WORK REQUIRED: Across the entries below, count the lines that contain the word "blue" and reply with that number only.

AVAILABLE DATA:
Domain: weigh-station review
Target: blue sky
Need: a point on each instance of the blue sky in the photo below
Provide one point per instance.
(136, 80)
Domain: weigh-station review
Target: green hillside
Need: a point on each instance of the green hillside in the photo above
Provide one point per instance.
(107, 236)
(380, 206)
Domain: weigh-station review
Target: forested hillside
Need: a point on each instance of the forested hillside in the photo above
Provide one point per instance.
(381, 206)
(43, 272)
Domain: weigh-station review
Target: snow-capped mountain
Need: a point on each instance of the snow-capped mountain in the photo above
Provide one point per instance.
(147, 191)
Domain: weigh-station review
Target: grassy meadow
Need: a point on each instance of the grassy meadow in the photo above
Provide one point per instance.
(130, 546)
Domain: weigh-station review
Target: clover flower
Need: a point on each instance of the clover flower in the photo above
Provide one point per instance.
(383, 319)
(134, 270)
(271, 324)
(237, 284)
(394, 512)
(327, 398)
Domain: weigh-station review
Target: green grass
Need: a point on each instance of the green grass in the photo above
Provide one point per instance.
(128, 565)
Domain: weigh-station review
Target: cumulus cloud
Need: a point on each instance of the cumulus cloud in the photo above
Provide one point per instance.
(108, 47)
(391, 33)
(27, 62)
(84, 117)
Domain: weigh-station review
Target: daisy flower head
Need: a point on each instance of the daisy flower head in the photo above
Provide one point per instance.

TASK RESULT: 2